EXERCISE AIM: Write out the lines from the one containing "Could you point out the green foliage" through the one containing "<point>357,77</point>" in the material below, both included, as a JSON list of strings with one string per line and blank lines left out.

INPUT ROWS:
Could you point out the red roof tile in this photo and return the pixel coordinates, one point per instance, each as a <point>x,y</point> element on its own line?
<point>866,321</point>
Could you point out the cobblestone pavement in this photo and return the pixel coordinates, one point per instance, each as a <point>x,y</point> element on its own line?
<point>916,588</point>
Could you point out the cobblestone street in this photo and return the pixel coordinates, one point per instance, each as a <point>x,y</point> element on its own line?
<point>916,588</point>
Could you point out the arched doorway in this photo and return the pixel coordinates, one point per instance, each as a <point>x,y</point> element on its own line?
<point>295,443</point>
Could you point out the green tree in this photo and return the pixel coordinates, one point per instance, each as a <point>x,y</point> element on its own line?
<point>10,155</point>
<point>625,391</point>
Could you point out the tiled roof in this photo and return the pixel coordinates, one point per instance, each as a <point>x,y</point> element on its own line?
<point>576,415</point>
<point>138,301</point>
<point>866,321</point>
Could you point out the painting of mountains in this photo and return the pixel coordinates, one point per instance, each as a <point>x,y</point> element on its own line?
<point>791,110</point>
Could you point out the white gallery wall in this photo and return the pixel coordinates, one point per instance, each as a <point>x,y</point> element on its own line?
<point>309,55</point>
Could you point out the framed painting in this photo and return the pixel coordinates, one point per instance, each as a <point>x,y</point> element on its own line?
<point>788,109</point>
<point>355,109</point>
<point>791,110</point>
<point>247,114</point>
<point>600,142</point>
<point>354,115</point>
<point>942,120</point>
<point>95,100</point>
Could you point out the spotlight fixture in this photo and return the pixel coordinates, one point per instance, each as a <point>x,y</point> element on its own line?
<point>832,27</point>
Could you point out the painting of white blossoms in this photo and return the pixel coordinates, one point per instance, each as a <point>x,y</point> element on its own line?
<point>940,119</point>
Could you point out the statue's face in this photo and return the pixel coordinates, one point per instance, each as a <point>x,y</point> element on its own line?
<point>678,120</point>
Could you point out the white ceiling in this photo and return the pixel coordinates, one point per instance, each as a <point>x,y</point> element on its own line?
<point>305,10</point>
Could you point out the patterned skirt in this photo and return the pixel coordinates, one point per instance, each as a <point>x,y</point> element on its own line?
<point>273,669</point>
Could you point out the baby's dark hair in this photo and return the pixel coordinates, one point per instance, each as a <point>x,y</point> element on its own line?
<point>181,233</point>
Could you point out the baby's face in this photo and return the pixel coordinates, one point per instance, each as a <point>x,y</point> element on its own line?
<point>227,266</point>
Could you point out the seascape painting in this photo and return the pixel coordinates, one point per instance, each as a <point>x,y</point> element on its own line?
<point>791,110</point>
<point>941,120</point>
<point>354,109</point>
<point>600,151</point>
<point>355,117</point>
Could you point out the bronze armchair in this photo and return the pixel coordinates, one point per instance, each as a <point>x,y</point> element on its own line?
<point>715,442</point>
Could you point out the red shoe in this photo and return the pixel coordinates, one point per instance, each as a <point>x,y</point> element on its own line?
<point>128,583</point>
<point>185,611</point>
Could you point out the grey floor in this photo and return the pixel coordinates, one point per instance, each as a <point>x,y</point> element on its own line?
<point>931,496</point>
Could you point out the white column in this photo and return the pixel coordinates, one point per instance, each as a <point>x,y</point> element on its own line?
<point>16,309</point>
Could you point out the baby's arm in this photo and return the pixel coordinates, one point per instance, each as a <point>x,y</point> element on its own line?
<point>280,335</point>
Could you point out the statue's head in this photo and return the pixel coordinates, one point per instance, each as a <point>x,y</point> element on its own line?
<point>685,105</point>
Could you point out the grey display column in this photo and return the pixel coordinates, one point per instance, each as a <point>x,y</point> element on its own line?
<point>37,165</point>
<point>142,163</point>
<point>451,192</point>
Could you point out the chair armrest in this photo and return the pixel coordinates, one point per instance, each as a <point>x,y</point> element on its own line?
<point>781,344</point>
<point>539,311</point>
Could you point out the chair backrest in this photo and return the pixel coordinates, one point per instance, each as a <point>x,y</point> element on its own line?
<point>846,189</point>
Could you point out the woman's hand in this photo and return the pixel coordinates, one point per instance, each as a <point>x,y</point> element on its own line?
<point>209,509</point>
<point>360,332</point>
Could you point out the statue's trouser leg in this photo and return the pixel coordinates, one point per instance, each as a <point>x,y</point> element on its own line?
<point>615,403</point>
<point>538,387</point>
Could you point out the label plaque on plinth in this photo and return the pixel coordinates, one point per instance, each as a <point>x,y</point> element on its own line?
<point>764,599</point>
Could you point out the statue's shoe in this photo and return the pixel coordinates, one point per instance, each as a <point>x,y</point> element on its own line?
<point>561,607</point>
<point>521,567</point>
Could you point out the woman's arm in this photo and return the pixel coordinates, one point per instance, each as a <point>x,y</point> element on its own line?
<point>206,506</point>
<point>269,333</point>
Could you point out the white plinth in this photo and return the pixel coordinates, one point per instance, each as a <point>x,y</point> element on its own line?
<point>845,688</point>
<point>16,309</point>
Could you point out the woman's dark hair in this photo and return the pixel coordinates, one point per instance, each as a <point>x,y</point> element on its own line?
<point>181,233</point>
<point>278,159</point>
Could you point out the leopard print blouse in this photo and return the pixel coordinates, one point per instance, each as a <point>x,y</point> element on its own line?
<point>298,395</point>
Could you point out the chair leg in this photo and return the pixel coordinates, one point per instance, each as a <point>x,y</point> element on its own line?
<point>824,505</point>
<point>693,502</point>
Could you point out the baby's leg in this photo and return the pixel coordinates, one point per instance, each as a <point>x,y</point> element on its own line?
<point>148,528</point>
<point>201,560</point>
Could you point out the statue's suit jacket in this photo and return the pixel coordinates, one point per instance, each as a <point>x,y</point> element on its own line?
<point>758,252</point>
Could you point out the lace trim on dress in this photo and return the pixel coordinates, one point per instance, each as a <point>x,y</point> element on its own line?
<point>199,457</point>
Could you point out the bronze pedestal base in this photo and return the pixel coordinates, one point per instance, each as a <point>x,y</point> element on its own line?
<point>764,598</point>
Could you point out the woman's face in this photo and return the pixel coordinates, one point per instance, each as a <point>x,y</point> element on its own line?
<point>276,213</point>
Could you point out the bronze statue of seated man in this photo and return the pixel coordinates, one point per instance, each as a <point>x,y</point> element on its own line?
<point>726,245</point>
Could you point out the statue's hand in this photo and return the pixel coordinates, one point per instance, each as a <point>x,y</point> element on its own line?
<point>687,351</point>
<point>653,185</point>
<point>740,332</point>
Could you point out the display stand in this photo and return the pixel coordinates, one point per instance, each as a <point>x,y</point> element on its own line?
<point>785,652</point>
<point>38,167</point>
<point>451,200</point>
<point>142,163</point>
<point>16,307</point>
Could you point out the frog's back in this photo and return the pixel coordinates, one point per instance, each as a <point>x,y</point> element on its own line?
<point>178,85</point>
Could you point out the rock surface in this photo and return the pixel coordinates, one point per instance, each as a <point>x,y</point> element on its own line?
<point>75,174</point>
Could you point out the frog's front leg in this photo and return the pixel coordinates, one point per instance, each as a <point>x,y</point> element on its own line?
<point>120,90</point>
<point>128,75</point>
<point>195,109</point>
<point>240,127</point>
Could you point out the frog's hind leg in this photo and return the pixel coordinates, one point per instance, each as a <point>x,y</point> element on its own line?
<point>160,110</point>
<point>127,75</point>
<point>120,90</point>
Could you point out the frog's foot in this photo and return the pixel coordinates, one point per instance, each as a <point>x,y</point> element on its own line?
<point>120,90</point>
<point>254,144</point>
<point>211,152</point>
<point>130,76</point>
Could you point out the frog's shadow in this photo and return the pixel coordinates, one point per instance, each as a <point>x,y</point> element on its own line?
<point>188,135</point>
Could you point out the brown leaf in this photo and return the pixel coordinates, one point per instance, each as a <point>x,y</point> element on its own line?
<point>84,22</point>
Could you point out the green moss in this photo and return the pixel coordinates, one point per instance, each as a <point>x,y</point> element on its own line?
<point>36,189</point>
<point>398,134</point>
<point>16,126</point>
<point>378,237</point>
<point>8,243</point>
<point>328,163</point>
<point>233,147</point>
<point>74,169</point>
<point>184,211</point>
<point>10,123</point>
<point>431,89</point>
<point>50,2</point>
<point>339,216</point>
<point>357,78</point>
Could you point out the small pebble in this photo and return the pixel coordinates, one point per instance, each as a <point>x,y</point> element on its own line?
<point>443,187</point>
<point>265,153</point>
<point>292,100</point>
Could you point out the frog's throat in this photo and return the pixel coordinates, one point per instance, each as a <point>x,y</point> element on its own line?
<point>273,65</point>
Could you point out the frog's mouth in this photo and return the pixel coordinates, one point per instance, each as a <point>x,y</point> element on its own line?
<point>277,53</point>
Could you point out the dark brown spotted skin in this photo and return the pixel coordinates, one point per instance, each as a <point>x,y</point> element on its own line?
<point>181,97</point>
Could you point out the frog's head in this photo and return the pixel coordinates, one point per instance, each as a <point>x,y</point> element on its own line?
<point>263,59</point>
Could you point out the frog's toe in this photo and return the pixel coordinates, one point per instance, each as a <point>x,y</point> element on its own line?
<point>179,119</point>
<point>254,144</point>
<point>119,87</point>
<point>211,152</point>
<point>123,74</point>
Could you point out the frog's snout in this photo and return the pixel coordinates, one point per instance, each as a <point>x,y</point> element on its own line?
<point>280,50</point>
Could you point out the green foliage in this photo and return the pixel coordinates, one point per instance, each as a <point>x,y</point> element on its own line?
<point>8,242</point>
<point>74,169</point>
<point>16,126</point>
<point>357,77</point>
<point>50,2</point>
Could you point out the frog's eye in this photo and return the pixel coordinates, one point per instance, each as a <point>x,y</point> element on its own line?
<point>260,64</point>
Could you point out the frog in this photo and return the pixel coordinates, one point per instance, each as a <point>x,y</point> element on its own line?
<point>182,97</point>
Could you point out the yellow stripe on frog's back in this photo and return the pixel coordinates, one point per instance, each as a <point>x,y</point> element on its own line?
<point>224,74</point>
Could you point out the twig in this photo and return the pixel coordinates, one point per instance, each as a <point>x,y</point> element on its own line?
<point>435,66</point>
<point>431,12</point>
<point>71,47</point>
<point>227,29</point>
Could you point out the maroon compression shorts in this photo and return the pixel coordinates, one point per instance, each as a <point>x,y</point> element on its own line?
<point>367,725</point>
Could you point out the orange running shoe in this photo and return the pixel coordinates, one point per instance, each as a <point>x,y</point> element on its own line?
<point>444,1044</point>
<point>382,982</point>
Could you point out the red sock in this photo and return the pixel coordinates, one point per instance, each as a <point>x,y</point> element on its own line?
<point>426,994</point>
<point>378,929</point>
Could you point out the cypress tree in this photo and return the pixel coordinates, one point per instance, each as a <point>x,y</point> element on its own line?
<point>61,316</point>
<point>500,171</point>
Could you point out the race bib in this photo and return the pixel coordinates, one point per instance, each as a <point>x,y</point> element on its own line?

COMPLETE RESPONSE:
[
  "Could you point out the green foliage in this photo and return the pixel coordinates, one point per instance, each as a <point>x,y</point> element on its own line?",
  "<point>8,242</point>",
  "<point>74,169</point>",
  "<point>16,126</point>",
  "<point>357,77</point>"
]